◆ Records for processing:

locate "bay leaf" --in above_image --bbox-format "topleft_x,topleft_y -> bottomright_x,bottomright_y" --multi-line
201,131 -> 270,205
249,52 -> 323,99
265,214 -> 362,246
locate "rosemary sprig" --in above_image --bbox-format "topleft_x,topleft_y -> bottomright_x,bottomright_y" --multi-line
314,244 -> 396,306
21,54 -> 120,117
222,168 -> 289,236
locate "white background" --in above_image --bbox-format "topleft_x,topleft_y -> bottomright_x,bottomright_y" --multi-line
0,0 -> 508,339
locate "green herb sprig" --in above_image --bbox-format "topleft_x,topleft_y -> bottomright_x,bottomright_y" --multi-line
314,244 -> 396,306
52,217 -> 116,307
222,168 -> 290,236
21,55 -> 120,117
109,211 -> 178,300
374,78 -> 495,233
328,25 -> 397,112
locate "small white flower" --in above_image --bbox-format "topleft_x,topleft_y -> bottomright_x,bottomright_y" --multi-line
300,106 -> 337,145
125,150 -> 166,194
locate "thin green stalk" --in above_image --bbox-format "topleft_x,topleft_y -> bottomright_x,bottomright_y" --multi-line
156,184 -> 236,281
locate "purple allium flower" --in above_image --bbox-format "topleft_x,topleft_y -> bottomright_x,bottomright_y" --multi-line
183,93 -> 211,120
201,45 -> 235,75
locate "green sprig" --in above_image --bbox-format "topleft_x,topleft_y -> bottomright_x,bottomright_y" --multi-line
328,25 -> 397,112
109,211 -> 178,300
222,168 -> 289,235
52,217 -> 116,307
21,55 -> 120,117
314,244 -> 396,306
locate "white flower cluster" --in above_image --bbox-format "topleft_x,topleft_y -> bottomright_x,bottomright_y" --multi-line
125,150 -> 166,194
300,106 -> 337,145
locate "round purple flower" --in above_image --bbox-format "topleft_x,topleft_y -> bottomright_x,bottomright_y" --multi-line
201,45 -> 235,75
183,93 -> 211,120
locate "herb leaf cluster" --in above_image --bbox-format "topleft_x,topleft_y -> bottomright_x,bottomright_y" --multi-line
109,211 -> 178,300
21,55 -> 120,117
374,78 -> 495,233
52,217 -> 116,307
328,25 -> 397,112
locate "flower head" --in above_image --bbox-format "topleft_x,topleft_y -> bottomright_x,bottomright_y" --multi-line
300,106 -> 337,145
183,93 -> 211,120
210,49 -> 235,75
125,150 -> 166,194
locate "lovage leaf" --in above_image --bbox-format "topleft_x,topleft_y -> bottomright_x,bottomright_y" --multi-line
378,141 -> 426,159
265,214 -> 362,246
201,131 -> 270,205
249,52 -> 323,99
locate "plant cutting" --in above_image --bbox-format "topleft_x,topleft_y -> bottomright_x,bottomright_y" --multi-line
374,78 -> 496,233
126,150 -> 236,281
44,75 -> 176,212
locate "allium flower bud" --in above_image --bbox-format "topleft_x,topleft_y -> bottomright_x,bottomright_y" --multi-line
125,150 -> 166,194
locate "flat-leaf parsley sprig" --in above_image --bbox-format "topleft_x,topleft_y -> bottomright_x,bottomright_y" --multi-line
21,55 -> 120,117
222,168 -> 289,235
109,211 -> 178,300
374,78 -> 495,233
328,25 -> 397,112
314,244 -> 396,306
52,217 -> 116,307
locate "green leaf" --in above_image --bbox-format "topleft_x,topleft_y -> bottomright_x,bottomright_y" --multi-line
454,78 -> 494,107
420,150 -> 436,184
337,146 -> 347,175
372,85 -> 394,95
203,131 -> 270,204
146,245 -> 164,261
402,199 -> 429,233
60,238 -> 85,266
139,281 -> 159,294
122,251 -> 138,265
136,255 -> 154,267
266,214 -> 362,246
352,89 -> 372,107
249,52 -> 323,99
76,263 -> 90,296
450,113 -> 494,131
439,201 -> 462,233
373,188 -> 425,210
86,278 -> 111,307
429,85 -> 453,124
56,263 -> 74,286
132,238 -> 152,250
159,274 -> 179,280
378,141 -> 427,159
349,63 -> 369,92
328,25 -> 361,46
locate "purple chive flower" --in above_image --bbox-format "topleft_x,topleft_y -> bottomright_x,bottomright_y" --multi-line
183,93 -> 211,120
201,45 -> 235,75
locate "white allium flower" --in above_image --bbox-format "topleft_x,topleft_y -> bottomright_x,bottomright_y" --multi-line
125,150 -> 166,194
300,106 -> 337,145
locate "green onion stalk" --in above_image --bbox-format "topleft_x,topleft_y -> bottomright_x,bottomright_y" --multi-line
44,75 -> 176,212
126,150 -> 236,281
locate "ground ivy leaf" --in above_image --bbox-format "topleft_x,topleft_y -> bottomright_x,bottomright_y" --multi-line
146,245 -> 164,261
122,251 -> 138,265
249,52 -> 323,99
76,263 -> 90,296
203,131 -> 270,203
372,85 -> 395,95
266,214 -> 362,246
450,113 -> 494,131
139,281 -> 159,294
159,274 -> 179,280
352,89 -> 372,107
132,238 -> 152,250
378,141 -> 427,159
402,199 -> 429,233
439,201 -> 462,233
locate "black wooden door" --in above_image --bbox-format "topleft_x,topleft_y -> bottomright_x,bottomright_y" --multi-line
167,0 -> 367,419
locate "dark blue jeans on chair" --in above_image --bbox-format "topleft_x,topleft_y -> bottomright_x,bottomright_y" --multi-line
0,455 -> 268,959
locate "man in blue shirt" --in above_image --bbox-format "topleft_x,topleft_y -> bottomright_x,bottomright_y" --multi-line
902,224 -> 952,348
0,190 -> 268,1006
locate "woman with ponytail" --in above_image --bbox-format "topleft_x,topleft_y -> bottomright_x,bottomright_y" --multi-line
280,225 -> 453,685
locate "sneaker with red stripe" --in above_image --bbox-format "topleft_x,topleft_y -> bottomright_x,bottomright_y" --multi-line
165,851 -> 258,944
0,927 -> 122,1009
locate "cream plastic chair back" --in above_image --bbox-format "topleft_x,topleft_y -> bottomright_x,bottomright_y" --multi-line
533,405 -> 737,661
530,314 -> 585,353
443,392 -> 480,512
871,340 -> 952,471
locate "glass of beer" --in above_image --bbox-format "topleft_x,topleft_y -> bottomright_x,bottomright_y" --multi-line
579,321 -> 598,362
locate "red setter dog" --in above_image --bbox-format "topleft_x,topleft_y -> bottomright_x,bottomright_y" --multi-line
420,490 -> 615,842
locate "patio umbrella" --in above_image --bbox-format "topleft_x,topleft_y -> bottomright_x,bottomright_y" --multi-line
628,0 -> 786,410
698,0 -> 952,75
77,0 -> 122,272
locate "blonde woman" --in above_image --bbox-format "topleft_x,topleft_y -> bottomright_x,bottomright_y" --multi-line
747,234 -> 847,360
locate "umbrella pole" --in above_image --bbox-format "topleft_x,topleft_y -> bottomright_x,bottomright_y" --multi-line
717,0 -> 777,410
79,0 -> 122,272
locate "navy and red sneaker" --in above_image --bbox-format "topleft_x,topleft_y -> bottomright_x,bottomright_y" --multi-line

◆ Task details: Convert the lines above into a numbered list, leaving out any blank lines.

◆ Task output:
1. locate "bay leaf" --in above_image --bbox-format "topleft_x,topleft_y -> bottomright_x,bottomright_y" --multi-line
2. 201,131 -> 270,205
3. 249,52 -> 323,99
4. 265,214 -> 362,246
5. locate "rosemary sprig" --in above_image --bbox-format "topleft_x,topleft_y -> bottomright_x,bottomright_y" --multi-line
6. 314,244 -> 396,306
7. 21,54 -> 120,117
8. 222,168 -> 289,236
9. locate "white background" --in above_image --bbox-format "topleft_x,topleft_y -> bottomright_x,bottomright_y" --multi-line
10. 0,0 -> 508,339
11. locate "green herb sprig" --in above_image --bbox-format "topleft_x,topleft_y -> bottomright_x,bottomright_y" --multi-line
12. 314,244 -> 396,306
13. 52,217 -> 116,307
14. 222,168 -> 290,236
15. 21,55 -> 120,117
16. 109,211 -> 178,300
17. 374,78 -> 495,233
18. 328,25 -> 397,112
19. locate "small white flower" --in above_image --bbox-format "topleft_x,topleft_y -> bottomright_x,bottomright_y" --multi-line
20. 300,106 -> 337,145
21. 125,150 -> 166,194
22. locate "thin green stalk" --in above_image --bbox-format "topleft_x,topleft_y -> bottomright_x,bottomright_y" --multi-line
23. 156,184 -> 236,281
24. locate "purple allium flower" --in above_image --bbox-format "topleft_x,topleft_y -> bottomright_x,bottomright_y" --multi-line
25. 183,93 -> 211,120
26. 201,45 -> 235,75
27. locate "green sprig" --in above_image --bbox-format "topleft_x,topleft_y -> bottomright_x,bottomright_y" --multi-line
28. 328,25 -> 397,112
29. 109,211 -> 178,300
30. 222,168 -> 289,235
31. 52,217 -> 116,307
32. 21,55 -> 120,117
33. 314,244 -> 396,306
34. locate "white flower cluster" --in above_image --bbox-format "topleft_x,topleft_y -> bottomright_x,bottomright_y" --multi-line
35. 125,150 -> 166,194
36. 300,106 -> 337,145
37. locate "round purple flower" --in above_image --bbox-format "topleft_x,topleft_y -> bottomright_x,bottomright_y" --multi-line
38. 201,45 -> 235,75
39. 183,93 -> 211,120
40. locate "herb leaf cluster" --in above_image --bbox-format "topleft_x,topleft_y -> bottomright_x,bottomright_y" --multi-line
41. 109,211 -> 178,300
42. 21,55 -> 120,117
43. 374,78 -> 495,233
44. 52,217 -> 116,307
45. 328,25 -> 397,112
46. locate "flower head" --in above_image --bbox-format "topleft_x,topleft_y -> bottomright_x,bottomright_y" --multi-line
47. 300,106 -> 337,145
48. 183,93 -> 211,120
49. 210,49 -> 235,75
50. 125,150 -> 166,194
51. locate "lovage leaf" --in above_image --bbox-format "topleft_x,topleft_y -> bottomright_x,bottomright_y" --multi-line
52. 378,141 -> 426,159
53. 265,214 -> 362,246
54. 201,131 -> 270,205
55. 249,52 -> 323,99
56. locate "plant cutting" --in above_image --bbox-format "topleft_x,topleft_y -> bottomright_x,bottomright_y" --multi-line
57. 374,78 -> 496,233
58. 126,150 -> 236,281
59. 44,75 -> 176,212
60. locate "allium flower bud" --in above_image --bbox-format "topleft_x,topleft_y -> bottomright_x,bottomright_y" --multi-line
61. 125,150 -> 166,194
62. locate "flat-leaf parsley sprig" --in above_image --bbox-format "topleft_x,topleft_y -> bottomright_x,bottomright_y" --multi-line
63. 21,55 -> 120,117
64. 222,168 -> 289,235
65. 109,211 -> 178,300
66. 374,78 -> 495,233
67. 328,25 -> 397,112
68. 314,244 -> 396,306
69. 52,217 -> 116,307
70. locate "green leaf" --in above_image --bbox-format "topleft_x,topleft_y -> bottomright_x,bottomright_y" --multi-line
71. 454,78 -> 494,107
72. 420,150 -> 436,184
73. 337,146 -> 347,175
74. 372,85 -> 394,95
75. 203,131 -> 270,204
76. 146,245 -> 164,261
77. 402,199 -> 429,233
78. 60,238 -> 85,266
79. 139,281 -> 159,294
80. 122,251 -> 138,265
81. 136,255 -> 154,267
82. 266,214 -> 362,246
83. 352,89 -> 372,107
84. 249,52 -> 323,99
85. 76,263 -> 90,296
86. 450,113 -> 494,131
87. 439,201 -> 462,233
88. 373,188 -> 425,210
89. 86,278 -> 111,307
90. 429,85 -> 453,124
91. 56,263 -> 74,286
92. 132,238 -> 152,250
93. 159,274 -> 179,280
94. 378,141 -> 427,159
95. 349,63 -> 369,92
96. 328,25 -> 361,46
97. locate "purple chive flower" --in above_image --bbox-format "topleft_x,topleft_y -> bottomright_x,bottomright_y" --multi-line
98. 183,93 -> 211,120
99. 201,45 -> 235,75
100. locate "white allium flower" --in above_image --bbox-format "topleft_x,topleft_y -> bottomright_x,bottomright_y" --multi-line
101. 125,150 -> 166,194
102. 300,106 -> 337,145
103. locate "green onion stalk" --in above_image --bbox-format "topleft_x,topleft_y -> bottomright_x,bottomright_y" --multi-line
104. 44,75 -> 176,212
105. 126,150 -> 236,281
106. locate "ground ivy leaf" --in above_image --bbox-format "topleft_x,topleft_y -> bottomright_x,bottomright_y" --multi-line
107. 146,245 -> 164,261
108. 122,251 -> 138,265
109. 249,52 -> 323,99
110. 76,263 -> 90,296
111. 203,131 -> 270,203
112. 372,85 -> 395,95
113. 266,214 -> 362,246
114. 450,113 -> 494,131
115. 139,281 -> 159,294
116. 159,274 -> 179,280
117. 352,89 -> 372,107
118. 132,238 -> 152,250
119. 378,141 -> 427,159
120. 402,199 -> 429,233
121. 439,201 -> 462,233
122. locate "black wooden door" --in above_image --bbox-format "topleft_x,topleft_y -> bottomright_x,bottomright_y" --multi-line
123. 167,0 -> 367,419
124. locate "dark blue jeans on chair" --in above_image --bbox-format "topleft_x,topleft_y -> bottomright_x,bottomright_y" --multi-line
125. 0,455 -> 268,959
126. locate "man in blue shirt" --in above_image --bbox-format "topleft_x,topleft_y -> bottomright_x,bottomright_y" --multi-line
127. 902,224 -> 952,348
128. 0,190 -> 268,1006
129. locate "woman with ponytail" --in above_image --bbox-format "topleft_x,topleft_y -> bottomright_x,bottomright_y" --multi-line
130. 280,225 -> 453,685
131. locate "sneaker with red stripe" --in above_image --bbox-format "topleft_x,topleft_y -> bottomright_x,bottomright_y" --multi-line
132. 165,851 -> 258,944
133. 0,927 -> 122,1009
134. locate "cream plastic chair back" --in above_image --bbox-format "topleft_x,topleft_y -> bottomright_x,bottomright_y" --multi-line
135. 533,405 -> 737,661
136. 530,314 -> 585,353
137. 443,392 -> 480,512
138. 871,340 -> 952,471
139. locate "glass of beer" --in above_image --bbox-format "topleft_x,topleft_y -> bottomright_x,bottomright_y" --multi-line
140. 579,321 -> 598,362
141. locate "red setter dog" --in above_image --bbox-format "topleft_x,topleft_y -> bottomright_x,bottomright_y" --multi-line
142. 420,490 -> 615,842
143. locate "patio umbrella" --in above_image --bbox-format "topleft_x,topleft_y -> bottomright_x,bottomright_y" --multi-line
144. 628,0 -> 786,410
145. 698,0 -> 952,75
146. 77,0 -> 122,272
147. locate "blonde woman" --in above_image --bbox-format "topleft_x,topleft_y -> bottomright_x,bottomright_y" --multi-line
148. 747,234 -> 847,360
149. locate "umbrella pole" --in above_image --bbox-format "topleft_x,topleft_y -> bottomright_x,bottomright_y" --multi-line
150. 717,0 -> 777,410
151. 79,0 -> 122,272
152. locate "navy and red sneaker" --in above_image --bbox-format "topleft_x,topleft_y -> bottomright_x,bottomright_y" --multi-line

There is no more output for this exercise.